◆ What is being asked
Pull out every line of the listing below that contains the word "dark". Copy each of those lines in full.

------ Available records

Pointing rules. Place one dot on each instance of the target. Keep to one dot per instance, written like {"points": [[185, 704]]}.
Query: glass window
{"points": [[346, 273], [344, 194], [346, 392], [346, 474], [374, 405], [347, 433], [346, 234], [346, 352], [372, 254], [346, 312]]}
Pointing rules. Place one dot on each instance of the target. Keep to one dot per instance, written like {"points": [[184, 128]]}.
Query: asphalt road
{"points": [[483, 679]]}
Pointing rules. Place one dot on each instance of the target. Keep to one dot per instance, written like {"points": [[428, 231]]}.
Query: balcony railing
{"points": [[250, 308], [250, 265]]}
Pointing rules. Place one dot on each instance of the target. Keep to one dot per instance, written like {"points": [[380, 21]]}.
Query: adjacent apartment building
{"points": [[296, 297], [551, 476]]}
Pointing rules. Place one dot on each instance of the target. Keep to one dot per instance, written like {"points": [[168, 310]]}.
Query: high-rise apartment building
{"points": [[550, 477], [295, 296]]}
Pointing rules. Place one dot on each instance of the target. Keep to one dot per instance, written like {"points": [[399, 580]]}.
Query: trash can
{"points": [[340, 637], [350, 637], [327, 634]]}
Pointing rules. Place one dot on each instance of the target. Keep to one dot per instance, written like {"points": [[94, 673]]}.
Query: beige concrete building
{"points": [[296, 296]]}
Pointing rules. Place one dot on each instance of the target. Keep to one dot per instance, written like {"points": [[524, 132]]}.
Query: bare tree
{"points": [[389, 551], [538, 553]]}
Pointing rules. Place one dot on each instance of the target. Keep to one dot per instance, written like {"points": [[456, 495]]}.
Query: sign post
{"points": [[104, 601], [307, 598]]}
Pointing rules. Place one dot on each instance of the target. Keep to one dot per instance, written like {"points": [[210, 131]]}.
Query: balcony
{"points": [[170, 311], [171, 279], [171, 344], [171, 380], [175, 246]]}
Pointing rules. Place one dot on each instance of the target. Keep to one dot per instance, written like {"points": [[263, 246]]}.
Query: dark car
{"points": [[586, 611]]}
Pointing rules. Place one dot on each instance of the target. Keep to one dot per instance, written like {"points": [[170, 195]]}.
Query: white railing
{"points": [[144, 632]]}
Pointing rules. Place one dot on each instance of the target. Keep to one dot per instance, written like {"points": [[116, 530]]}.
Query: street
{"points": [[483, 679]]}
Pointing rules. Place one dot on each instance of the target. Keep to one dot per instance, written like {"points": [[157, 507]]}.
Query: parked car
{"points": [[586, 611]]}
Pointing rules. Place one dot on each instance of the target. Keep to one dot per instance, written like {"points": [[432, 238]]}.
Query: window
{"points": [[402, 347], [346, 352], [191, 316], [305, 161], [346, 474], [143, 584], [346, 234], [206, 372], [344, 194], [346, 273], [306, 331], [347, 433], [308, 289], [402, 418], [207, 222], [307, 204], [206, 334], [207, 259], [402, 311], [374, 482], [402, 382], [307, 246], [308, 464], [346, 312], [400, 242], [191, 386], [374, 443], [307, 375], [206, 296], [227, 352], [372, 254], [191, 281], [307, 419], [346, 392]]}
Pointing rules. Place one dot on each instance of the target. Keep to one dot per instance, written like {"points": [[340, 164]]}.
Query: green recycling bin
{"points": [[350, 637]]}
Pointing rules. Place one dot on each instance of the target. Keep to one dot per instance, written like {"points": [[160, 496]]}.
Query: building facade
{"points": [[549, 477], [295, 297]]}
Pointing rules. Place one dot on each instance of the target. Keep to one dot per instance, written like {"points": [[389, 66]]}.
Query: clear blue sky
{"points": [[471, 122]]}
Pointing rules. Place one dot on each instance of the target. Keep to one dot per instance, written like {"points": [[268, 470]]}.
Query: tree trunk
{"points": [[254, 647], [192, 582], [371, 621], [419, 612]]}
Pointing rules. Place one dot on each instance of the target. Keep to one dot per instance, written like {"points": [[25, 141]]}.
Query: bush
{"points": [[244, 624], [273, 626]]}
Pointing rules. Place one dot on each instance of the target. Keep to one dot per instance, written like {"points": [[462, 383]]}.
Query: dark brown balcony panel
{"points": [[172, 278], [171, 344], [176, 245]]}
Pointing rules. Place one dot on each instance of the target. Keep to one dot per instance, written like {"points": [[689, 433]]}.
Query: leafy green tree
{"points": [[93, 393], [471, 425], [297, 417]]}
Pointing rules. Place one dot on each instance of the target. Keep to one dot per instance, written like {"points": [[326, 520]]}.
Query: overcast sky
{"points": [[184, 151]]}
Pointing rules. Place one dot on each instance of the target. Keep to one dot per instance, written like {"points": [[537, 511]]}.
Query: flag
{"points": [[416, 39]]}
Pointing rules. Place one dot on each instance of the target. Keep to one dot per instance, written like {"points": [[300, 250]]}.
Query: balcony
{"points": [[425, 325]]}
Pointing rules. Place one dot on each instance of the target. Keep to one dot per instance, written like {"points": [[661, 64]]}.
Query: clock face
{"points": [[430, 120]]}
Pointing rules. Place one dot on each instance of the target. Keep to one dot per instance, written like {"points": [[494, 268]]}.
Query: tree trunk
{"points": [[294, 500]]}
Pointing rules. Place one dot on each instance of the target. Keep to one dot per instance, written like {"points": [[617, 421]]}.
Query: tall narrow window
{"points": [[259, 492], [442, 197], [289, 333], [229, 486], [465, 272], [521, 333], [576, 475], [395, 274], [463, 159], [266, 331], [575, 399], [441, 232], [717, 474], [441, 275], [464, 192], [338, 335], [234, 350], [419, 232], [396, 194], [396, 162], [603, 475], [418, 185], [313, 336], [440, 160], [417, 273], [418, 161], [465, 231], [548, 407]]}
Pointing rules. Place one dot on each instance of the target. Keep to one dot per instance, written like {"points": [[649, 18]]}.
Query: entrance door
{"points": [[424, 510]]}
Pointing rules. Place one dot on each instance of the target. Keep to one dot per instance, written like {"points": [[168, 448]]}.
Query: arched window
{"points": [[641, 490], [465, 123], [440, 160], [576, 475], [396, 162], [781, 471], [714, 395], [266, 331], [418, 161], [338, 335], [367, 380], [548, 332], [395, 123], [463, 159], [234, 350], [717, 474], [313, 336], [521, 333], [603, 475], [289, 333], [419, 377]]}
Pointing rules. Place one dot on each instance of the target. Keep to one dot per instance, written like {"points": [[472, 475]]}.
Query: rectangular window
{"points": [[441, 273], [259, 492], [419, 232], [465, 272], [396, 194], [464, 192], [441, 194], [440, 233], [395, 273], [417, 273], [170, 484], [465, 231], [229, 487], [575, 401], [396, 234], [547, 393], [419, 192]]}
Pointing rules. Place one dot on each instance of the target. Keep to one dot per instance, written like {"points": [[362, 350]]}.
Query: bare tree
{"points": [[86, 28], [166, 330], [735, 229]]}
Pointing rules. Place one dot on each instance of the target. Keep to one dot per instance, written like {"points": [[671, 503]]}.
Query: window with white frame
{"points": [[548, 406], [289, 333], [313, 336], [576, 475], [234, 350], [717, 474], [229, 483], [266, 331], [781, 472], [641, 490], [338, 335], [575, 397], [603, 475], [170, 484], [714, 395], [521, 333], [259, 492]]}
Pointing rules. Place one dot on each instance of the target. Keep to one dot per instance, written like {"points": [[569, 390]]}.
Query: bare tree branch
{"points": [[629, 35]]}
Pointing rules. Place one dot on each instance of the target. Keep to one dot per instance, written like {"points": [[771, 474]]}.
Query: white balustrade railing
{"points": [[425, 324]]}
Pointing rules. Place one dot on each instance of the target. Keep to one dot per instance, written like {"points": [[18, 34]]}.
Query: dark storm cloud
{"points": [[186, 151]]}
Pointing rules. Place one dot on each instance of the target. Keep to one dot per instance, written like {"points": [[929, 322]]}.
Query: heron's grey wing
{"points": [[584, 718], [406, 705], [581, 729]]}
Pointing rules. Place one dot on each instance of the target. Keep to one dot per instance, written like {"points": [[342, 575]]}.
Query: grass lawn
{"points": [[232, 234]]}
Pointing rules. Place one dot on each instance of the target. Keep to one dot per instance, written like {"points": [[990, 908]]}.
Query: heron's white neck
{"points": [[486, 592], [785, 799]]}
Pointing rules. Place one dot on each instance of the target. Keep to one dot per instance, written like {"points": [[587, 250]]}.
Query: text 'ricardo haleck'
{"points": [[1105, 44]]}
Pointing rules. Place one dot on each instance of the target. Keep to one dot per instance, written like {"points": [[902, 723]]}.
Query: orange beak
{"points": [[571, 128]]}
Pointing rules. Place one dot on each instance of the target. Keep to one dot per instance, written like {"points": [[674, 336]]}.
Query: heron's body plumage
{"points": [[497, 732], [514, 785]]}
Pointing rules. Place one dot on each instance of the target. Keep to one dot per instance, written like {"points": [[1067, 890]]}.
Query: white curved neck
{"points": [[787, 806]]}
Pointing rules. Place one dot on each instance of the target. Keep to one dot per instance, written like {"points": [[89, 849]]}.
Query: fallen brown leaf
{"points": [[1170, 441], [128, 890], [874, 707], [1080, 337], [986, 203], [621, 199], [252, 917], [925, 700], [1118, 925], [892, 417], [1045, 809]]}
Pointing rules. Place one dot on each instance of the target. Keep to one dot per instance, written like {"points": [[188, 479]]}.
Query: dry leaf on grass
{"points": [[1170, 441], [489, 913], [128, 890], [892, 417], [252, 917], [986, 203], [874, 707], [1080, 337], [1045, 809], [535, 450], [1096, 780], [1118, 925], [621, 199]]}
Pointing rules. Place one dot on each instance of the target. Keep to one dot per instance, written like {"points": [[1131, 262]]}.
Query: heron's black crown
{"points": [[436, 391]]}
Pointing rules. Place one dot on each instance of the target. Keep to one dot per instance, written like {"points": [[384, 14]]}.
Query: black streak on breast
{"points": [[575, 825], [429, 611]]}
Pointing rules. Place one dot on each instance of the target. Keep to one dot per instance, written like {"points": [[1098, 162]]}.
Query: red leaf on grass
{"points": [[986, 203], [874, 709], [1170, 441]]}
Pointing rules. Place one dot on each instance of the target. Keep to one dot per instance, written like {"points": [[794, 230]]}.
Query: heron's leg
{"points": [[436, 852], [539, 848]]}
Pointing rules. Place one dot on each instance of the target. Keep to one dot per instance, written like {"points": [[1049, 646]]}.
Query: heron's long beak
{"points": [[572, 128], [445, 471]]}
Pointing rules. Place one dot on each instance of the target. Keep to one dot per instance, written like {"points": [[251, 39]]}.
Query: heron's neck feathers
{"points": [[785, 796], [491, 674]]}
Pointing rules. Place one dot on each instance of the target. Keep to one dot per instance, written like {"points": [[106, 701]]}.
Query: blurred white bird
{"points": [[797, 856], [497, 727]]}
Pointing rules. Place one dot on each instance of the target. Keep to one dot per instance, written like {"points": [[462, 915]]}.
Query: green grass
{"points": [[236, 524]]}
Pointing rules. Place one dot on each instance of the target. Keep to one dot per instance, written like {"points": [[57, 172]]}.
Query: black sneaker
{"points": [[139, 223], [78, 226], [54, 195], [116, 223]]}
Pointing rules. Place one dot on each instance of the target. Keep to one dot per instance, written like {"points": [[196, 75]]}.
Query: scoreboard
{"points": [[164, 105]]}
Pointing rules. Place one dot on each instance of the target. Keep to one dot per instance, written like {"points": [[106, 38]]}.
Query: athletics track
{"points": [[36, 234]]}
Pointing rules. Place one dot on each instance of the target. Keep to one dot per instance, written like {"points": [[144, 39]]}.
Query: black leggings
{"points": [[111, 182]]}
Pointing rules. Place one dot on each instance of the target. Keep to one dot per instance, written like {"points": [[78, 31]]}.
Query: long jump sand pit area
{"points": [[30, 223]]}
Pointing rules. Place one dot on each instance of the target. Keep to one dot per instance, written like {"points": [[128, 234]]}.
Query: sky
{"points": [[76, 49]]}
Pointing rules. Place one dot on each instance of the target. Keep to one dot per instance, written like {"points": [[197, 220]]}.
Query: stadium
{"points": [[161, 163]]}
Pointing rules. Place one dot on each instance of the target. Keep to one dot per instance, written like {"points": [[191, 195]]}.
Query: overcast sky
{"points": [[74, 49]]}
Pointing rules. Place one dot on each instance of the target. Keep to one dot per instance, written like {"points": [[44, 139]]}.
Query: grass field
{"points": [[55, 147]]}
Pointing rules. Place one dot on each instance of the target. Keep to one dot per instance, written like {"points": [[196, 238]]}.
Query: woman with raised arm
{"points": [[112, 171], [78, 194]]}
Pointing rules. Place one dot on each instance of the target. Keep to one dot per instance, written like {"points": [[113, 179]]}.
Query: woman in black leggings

------------

◆ Solution for this problem
Query: dark car
Query: dark brown balcony panel
Query: dark storm cloud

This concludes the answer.